** The data follows **
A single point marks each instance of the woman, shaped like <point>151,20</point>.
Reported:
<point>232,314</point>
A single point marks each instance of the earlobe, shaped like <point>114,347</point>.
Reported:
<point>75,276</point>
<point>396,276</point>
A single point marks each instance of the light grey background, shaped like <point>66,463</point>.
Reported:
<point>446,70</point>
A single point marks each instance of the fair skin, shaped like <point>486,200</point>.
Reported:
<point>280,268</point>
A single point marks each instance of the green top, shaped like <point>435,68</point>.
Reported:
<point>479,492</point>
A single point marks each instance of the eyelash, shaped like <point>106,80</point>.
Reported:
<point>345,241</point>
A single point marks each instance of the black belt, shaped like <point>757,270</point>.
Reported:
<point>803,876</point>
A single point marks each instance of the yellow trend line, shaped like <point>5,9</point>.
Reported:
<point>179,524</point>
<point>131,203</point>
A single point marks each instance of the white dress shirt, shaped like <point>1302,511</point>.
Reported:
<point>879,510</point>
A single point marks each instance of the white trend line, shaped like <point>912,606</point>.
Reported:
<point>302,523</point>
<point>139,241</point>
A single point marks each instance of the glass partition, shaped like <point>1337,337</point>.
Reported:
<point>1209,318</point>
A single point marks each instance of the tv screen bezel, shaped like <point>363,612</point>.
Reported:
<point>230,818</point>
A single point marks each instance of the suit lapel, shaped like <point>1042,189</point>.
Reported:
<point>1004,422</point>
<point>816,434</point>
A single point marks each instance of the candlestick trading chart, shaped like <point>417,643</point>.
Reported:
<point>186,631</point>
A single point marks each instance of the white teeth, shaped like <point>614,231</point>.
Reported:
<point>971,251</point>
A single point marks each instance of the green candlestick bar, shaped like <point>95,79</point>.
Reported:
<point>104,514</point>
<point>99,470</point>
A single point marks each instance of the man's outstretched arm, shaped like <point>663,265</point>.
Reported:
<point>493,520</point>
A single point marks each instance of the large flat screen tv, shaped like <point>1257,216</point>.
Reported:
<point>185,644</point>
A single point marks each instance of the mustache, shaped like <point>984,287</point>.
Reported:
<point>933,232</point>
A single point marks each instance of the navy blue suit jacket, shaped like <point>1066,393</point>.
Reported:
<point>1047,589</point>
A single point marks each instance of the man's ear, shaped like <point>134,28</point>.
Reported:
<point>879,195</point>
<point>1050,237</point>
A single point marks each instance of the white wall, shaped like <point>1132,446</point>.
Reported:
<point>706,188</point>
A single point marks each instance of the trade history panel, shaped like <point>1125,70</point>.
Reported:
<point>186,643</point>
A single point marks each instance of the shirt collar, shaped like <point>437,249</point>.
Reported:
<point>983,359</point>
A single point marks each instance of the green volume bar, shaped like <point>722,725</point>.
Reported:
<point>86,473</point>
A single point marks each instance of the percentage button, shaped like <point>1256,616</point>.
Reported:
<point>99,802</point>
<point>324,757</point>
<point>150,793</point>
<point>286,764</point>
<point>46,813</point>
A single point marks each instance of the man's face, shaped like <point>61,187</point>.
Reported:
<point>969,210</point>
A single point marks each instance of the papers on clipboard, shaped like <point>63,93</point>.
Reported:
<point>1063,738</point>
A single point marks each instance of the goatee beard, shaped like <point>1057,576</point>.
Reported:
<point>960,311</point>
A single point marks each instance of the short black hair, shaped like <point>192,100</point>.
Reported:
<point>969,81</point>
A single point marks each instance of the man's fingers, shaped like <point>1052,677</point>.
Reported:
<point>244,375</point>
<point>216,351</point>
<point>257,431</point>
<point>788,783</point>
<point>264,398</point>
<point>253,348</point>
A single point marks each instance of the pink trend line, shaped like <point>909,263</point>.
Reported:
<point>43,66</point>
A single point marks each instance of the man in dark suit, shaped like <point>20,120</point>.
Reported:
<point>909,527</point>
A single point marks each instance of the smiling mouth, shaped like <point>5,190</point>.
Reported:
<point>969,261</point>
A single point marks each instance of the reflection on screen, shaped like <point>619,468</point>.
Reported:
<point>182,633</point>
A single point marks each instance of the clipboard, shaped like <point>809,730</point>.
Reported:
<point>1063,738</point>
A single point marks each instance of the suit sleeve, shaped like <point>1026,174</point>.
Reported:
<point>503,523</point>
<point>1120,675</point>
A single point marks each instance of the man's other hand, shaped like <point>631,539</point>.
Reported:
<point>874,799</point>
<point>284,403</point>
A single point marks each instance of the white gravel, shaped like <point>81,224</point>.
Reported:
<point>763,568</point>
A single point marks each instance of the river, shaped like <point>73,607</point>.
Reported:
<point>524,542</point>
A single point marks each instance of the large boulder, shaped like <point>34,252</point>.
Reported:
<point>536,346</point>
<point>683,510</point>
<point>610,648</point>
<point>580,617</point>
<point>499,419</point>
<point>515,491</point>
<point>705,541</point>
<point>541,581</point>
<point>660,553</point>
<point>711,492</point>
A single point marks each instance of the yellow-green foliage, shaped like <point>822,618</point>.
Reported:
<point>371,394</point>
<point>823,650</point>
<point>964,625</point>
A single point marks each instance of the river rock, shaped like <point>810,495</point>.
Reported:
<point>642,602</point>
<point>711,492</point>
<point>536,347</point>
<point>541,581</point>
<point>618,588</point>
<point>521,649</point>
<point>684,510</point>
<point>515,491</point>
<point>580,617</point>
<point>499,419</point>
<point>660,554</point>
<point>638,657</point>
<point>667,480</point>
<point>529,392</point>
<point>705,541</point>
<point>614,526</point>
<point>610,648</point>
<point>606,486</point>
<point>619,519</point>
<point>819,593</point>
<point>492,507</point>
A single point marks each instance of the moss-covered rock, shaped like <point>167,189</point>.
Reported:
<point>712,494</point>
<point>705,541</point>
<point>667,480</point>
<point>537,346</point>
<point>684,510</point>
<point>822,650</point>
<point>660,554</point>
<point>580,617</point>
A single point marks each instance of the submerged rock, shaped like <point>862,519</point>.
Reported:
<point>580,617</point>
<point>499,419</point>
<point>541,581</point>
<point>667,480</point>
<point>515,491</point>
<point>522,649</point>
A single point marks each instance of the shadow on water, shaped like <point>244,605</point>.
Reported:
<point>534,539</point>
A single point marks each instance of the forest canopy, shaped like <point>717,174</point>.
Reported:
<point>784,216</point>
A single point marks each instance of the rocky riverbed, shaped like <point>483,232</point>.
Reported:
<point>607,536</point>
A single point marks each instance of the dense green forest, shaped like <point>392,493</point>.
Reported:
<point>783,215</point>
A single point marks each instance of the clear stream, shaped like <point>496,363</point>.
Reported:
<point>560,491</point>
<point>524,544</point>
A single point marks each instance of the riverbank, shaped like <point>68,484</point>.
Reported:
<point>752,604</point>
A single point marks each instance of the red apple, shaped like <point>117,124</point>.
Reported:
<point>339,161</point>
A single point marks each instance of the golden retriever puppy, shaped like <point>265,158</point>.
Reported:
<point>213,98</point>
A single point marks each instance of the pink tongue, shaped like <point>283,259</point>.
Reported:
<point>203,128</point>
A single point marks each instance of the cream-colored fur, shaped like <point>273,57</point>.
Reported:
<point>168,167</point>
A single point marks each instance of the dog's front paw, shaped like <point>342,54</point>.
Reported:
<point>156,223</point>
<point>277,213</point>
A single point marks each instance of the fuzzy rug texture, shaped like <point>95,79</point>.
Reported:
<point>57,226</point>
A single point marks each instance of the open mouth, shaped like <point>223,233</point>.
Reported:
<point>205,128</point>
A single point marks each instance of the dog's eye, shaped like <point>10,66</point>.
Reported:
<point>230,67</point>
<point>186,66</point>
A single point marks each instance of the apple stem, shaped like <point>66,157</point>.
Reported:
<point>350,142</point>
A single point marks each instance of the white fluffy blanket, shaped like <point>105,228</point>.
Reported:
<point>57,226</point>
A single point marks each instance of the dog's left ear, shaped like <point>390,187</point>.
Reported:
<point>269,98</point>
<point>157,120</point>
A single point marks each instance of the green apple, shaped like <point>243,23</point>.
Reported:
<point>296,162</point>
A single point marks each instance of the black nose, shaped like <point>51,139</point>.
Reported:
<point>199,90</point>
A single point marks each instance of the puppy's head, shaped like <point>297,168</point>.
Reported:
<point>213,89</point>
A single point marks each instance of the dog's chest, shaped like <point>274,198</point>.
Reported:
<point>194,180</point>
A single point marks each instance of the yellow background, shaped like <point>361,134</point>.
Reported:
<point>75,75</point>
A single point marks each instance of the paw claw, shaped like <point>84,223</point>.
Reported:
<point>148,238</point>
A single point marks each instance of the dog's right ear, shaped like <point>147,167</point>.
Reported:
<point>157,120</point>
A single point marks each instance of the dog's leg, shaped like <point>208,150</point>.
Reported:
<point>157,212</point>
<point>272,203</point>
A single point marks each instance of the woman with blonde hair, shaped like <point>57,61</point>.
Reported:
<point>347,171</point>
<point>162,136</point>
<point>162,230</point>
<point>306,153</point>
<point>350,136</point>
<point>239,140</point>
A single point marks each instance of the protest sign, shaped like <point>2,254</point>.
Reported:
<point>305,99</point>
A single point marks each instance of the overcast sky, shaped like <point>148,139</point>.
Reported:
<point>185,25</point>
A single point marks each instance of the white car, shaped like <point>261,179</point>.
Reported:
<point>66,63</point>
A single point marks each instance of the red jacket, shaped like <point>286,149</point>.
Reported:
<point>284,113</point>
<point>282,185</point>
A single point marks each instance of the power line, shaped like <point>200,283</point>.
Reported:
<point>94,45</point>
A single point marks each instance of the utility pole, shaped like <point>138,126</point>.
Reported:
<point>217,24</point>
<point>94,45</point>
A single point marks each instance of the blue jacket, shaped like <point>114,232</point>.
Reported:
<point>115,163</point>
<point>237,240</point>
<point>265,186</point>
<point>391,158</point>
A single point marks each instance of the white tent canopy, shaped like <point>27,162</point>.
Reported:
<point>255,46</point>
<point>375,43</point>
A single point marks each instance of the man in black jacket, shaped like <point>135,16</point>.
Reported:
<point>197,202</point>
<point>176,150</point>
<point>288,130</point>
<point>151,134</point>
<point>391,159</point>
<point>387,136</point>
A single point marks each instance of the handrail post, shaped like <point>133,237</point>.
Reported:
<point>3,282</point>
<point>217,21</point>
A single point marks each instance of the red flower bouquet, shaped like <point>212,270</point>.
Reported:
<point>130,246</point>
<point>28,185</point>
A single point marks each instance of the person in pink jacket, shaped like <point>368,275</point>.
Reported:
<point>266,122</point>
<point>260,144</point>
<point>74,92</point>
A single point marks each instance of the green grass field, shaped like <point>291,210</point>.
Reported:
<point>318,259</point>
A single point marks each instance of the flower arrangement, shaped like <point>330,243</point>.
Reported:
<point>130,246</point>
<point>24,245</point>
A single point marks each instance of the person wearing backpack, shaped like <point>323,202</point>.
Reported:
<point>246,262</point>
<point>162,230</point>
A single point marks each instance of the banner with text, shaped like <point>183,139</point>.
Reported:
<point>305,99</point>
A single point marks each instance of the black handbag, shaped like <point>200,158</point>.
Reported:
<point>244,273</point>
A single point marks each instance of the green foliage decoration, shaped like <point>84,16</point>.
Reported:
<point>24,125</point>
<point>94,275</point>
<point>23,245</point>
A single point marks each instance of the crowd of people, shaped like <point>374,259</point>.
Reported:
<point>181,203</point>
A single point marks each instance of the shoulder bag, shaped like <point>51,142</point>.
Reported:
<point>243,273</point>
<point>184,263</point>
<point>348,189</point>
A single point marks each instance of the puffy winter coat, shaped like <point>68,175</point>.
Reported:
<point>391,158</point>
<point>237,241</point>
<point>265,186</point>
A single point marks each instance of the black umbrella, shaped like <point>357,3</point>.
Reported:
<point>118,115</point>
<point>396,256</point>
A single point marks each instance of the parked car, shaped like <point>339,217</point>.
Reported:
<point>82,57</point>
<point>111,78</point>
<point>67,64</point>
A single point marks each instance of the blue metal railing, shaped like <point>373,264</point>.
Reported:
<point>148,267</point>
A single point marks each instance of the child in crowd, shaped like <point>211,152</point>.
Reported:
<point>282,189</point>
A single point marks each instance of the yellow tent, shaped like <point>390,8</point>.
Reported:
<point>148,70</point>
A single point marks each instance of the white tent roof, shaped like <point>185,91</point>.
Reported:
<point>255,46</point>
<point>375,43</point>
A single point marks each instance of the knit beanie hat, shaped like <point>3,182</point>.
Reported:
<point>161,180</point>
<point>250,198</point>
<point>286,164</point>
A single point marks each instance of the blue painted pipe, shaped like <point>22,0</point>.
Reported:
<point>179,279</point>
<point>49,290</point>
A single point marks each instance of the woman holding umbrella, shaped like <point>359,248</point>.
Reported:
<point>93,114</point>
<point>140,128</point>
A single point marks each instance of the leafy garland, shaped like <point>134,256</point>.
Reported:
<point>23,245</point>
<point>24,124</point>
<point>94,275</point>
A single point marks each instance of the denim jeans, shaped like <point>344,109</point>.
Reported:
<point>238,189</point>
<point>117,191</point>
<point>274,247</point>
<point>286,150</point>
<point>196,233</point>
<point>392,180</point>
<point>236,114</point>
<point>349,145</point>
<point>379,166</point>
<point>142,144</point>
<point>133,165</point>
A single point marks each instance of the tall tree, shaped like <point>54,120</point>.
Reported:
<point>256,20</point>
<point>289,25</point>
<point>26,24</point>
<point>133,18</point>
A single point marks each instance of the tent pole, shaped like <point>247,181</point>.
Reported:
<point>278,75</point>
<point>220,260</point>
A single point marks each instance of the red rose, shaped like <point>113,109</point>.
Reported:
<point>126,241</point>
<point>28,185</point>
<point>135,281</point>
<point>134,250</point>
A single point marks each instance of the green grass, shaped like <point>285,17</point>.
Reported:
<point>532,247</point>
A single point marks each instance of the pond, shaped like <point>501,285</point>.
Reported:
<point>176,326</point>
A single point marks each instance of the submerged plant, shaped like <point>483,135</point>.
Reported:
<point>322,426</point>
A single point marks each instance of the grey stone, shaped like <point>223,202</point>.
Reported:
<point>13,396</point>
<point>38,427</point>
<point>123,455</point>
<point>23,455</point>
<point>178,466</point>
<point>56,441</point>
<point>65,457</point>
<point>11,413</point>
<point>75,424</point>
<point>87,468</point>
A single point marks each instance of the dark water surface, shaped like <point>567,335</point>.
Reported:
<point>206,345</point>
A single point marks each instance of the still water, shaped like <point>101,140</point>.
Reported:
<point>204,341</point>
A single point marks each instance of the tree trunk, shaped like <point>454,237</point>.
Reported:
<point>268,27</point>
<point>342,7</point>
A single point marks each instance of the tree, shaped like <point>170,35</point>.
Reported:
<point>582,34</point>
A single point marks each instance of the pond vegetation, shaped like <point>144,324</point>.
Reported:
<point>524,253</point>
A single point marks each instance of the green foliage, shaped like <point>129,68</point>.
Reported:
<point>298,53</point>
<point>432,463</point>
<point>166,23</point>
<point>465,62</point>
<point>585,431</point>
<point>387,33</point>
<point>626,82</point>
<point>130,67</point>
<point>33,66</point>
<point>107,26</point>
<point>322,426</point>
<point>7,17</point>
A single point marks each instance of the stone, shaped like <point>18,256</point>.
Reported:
** End of The data **
Task goal:
What is the number of lines in the listing that hold "foliage"? Give that number and nothing more.

Your solution:
3